## BRIEF
Your answer must be an exact copy of all the entries.

-- MATERIAL FOR THE TASK follows --

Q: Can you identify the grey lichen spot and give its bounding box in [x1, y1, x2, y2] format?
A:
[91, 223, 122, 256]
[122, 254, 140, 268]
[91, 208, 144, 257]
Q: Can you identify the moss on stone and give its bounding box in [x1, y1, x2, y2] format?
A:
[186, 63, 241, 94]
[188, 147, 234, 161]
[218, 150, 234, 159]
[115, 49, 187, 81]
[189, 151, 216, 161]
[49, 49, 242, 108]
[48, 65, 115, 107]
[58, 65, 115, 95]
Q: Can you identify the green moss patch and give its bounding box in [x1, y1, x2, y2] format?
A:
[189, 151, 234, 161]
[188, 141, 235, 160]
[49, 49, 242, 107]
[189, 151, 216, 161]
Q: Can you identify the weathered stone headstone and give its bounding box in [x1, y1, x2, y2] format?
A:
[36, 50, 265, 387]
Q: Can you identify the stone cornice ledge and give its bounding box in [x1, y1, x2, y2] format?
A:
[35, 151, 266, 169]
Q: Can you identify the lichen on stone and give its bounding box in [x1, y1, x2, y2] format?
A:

-- MATERIAL FOR THE TASK concluded --

## YOUR SOLUTION
Q: Can you identify the grey lichen spot and give its bounding box in [x1, y1, x2, y2] format?
A:
[91, 223, 122, 256]
[122, 254, 140, 268]
[91, 208, 144, 257]
Q: Can you identify the moss on stone and give its bounding box in [x1, y1, x2, y2] format?
A:
[186, 63, 241, 94]
[188, 147, 234, 161]
[218, 150, 234, 159]
[115, 49, 187, 81]
[189, 151, 216, 161]
[49, 49, 242, 108]
[48, 65, 115, 107]
[58, 65, 115, 95]
Q: Can you identify the green moss patch and give its bounding box in [x1, y1, x2, y2] format?
A:
[189, 151, 234, 161]
[188, 141, 235, 160]
[49, 49, 242, 107]
[189, 151, 216, 161]
Q: Can you identify the weathered stone headstone and give its bounding box in [x1, y1, x2, y2] format?
A:
[36, 50, 265, 387]
Q: Can you identify the stone cornice ledge and give its bounding box in [x1, y1, x2, y2] format?
A:
[35, 151, 266, 169]
Q: Can you identify the lichen on stone and give its bounding box in [x1, y1, x2, y2] format?
A:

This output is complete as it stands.